======== EXCERPTED PASSAGE ========

The most personal channel readers have into McClure’s tender data bank, and the one that ties most closely to Stein’s book, is female identity. In “Dead Souls,” the female experience, so often objectified in reality, is still sacred.

Religious men will try to tell you
that every abortion is special
and to some extent I agree
I was inconsolable when I missed prom
and had to pay a woman to pretend
to be my mother so I could obtain parental consent
every citizen of this world is on trial

Her femininity cuts through the Object of all her other references and tunes into the subjectivity of being a woman. In this way, we trust the subject. We trust the subject’s personal experience with Plan-B, with abortions. “I was inconsolable when I missed prom / and had to pay a woman to pretend to be my mother / so I could / obtain parental consent.” Because of this poem’s confessional style as well as the intimacy formed between author and reader by using a vocabulary of emotion and experience, we read the poem and feel that there is soul behind it, feel that there is a real author who is breathing life into these words. Her typical female experience, objectified and politicized by society, is in Tender Data a very genuine moment. The ability to facilitate her readers’ trust in her is both effective and nauseating; effective because we are further drawn into the text, and nauseating because even in her honest portrayal of being a teenage girl and having an abortion the way so many young women do she can’t help but continue to re-immerse us in the capitalist objects with which we are so deeply familiar. In the case of this poem, TJ Maxx, Diane Von Furstenburg, Veuve Cliquot. We still want to keep reading, and ultimately we inevitably will keep consuming. The critical eye, Monica2, sees the problems of her own objectification, but can’t do anything to alleviate them. And for both Monica2 and readers experience is continually flattened by our inability to stop consuming and regurgitating, buying and selling, objectifying and re-objectifying. Women and women’s rights become the vulnerable paradigm for this kind of consumption.

========

PROBLEM A -
Answer these questions from the commentary on the poem "Dead Souls":
(i) Whose book is female identity said to tie to most closely?
(ii) In the quoted lines, what did the speaker pay a woman to pretend to be?
(iii) Which brands are named as the capitalist objects in this poem?
The listing that comes next is material separate from the commentary on the poem "Dead Souls."

======== EXTRACTED INFORMATION ========

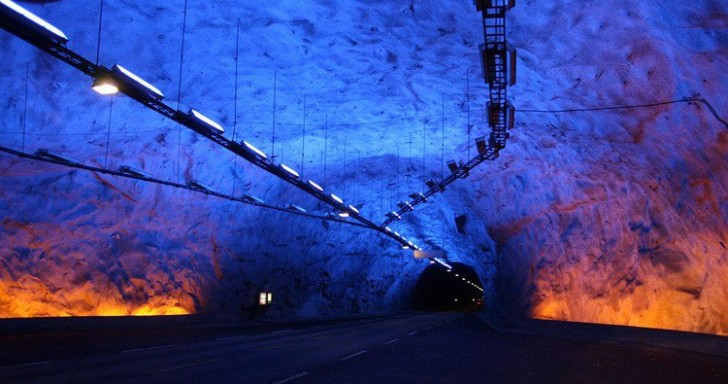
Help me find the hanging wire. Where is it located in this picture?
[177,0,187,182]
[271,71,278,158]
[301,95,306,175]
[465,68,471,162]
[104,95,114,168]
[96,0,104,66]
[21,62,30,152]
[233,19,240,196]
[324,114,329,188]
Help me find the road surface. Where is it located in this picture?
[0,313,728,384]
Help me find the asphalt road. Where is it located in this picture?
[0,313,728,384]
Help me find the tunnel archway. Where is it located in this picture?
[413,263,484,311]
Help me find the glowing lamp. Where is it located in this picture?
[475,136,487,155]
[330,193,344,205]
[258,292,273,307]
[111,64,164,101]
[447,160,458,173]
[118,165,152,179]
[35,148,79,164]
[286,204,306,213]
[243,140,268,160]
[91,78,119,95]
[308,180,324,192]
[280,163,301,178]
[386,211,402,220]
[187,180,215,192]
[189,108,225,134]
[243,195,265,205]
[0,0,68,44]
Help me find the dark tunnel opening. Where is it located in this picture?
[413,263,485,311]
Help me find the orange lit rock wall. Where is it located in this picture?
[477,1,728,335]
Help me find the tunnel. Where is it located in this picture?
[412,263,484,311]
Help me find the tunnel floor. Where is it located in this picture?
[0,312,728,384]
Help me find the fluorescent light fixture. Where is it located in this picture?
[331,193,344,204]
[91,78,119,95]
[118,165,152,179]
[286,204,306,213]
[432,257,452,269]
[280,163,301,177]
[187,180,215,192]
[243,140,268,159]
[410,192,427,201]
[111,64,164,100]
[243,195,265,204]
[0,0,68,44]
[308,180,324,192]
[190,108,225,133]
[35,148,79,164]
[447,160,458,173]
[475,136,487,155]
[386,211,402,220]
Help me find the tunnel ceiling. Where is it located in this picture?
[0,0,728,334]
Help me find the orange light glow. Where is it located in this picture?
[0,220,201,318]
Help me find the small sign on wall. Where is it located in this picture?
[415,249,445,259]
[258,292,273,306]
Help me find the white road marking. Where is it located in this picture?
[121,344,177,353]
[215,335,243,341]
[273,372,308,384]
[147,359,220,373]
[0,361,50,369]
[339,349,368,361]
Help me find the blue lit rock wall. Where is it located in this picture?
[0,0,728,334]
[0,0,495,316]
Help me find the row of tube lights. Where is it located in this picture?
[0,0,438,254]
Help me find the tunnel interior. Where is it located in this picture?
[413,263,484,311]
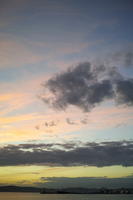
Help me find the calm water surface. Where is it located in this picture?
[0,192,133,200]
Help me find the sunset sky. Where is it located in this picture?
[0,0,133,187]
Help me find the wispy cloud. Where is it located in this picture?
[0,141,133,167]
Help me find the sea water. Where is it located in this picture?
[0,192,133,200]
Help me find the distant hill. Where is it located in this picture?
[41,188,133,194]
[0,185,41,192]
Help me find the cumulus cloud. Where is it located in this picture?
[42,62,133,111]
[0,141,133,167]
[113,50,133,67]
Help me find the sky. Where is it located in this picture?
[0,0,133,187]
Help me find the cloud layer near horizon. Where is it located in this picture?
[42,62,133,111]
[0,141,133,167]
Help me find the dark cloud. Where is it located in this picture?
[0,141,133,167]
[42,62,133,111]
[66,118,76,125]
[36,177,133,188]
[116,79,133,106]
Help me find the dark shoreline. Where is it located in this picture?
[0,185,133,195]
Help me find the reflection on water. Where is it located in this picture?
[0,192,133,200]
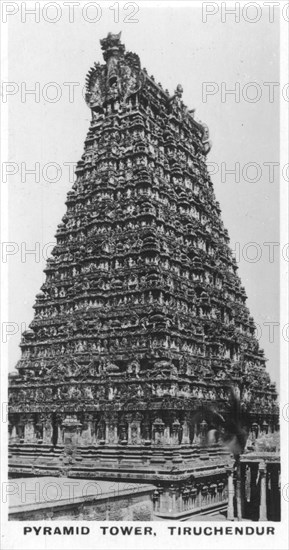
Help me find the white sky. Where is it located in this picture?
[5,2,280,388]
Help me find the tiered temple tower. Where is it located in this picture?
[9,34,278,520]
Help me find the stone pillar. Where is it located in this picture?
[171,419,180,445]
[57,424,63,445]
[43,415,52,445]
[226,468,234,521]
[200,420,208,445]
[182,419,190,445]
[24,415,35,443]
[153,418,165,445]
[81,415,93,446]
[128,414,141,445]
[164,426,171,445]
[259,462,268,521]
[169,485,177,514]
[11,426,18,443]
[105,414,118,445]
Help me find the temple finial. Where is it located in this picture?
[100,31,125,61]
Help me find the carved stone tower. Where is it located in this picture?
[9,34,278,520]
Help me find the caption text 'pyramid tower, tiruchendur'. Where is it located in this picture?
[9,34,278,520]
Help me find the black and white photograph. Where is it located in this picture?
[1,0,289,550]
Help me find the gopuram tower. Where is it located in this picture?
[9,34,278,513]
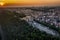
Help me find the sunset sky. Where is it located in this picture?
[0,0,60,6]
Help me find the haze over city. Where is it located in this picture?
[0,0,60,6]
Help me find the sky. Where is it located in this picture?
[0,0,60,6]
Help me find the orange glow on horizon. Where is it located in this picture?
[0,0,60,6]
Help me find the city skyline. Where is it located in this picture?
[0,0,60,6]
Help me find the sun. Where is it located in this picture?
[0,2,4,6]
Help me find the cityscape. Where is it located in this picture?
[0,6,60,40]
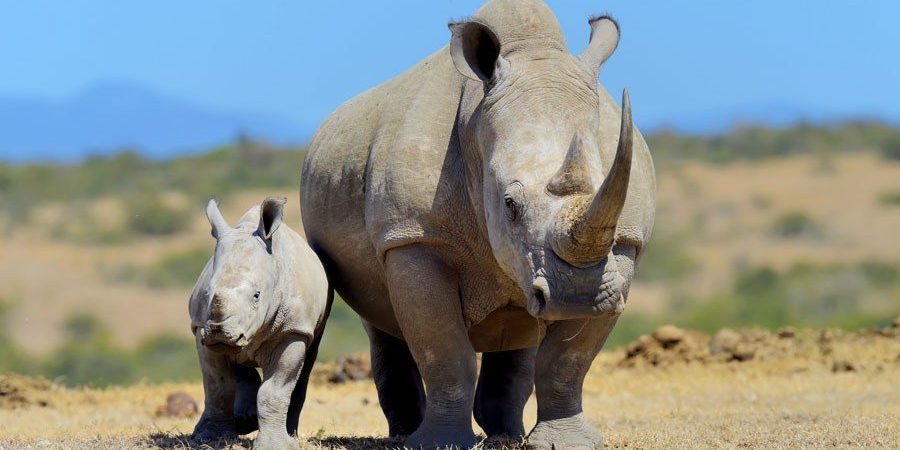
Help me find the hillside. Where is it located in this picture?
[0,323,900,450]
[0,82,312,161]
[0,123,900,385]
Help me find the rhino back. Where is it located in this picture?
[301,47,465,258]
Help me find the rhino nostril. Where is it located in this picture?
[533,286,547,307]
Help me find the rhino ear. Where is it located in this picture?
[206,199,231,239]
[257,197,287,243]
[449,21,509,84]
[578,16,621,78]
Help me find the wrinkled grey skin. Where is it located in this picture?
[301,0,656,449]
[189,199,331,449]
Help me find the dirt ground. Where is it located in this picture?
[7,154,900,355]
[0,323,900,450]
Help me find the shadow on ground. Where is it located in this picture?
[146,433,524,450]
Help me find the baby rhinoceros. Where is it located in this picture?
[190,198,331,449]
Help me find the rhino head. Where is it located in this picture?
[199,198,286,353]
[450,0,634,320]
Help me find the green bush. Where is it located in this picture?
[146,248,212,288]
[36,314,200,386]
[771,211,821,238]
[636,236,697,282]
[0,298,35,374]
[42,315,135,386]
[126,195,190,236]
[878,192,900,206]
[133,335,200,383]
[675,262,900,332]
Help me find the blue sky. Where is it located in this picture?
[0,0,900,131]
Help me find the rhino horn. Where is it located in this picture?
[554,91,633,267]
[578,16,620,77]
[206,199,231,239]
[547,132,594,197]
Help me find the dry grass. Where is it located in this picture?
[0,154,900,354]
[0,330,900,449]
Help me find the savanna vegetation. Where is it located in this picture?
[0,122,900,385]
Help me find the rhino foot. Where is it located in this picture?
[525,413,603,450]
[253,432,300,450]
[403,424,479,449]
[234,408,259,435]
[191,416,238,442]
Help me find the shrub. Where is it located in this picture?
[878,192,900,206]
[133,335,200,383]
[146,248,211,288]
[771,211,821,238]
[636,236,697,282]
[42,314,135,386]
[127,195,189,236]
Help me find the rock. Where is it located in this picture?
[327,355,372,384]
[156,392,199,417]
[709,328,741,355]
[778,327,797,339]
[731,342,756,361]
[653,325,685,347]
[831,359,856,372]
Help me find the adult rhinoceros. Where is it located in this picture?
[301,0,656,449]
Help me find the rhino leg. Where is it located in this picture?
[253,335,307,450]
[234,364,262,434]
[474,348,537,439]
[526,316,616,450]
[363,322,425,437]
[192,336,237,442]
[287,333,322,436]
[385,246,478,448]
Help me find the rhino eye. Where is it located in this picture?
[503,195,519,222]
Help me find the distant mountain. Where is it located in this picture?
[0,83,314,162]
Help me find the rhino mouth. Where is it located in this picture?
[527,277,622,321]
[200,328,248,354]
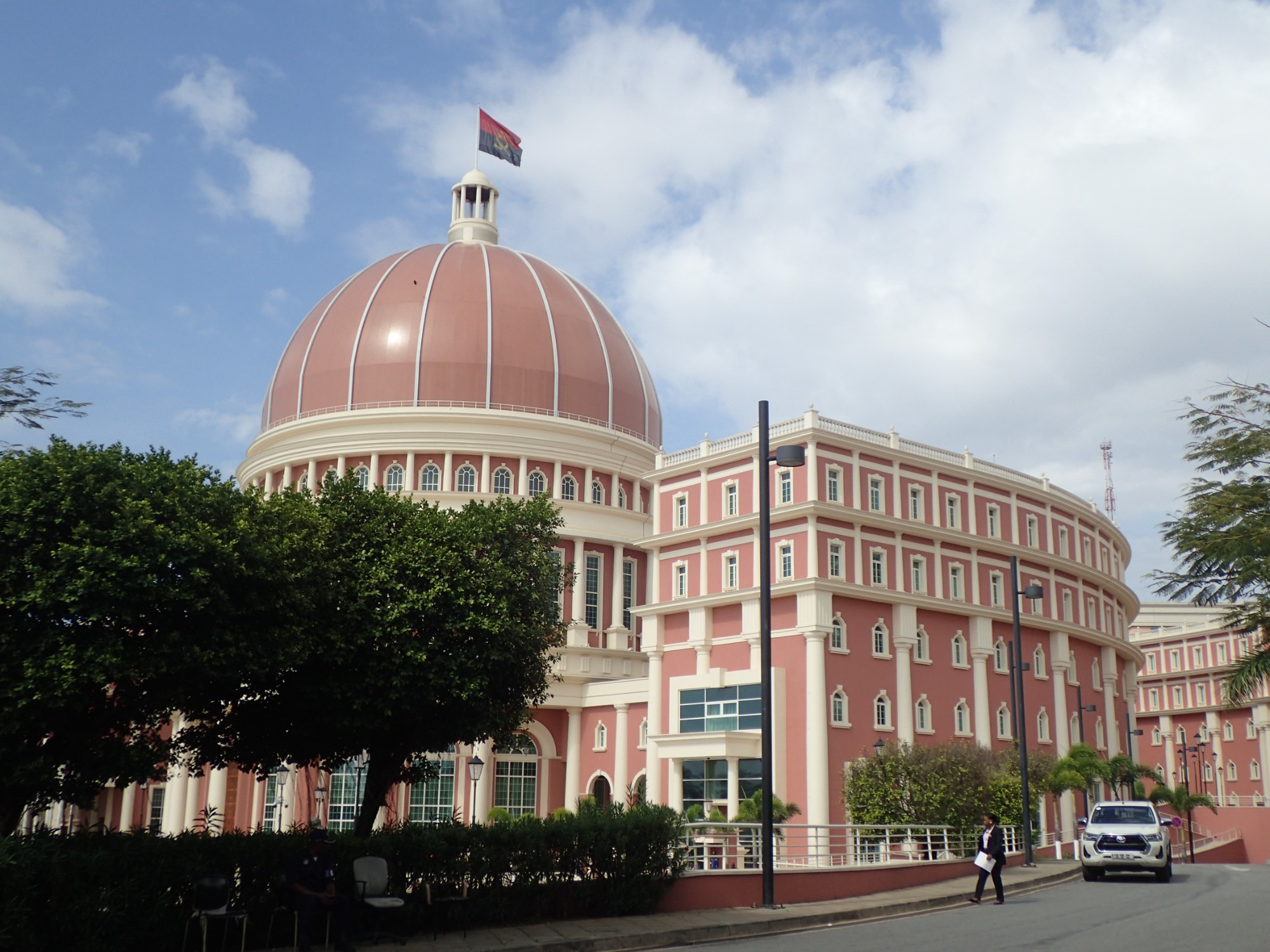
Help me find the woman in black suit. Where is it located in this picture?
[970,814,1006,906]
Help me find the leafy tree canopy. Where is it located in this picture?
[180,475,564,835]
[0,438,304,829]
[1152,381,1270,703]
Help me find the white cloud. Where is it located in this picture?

========

PROBLEM B -
In the listing, switch "rhino" to "rhinoceros" in the stretch from the line containing "Help me find the rhino eye." through the end of the listing, and leave everything else unchanged. Reproduce only that stretch, without the pictures.

FULL RESPONSE A -
(i) Stein's book.
(ii) The speaker's mother.
(iii) TJ Maxx, Diane Von Furstenburg, and Veuve Cliquot.

FULL RESPONSE B -
Help me find the rhinoceros eye. Where is it located in this picture?
[503,195,519,222]
Help me find the distant mountain. Where is it located in this picture?
[0,83,314,162]
Help me find the rhinoceros mouth. Where is it located in this picture?
[527,277,622,321]
[200,328,248,354]
Help me find the woman in black suit. Where is it located in this picture?
[970,814,1006,906]
Help me find the leafy tree canopy. Where is it located in this picture?
[180,475,564,835]
[0,438,304,829]
[1152,381,1270,703]
Help me find the white cloud. Where is it located in this picture?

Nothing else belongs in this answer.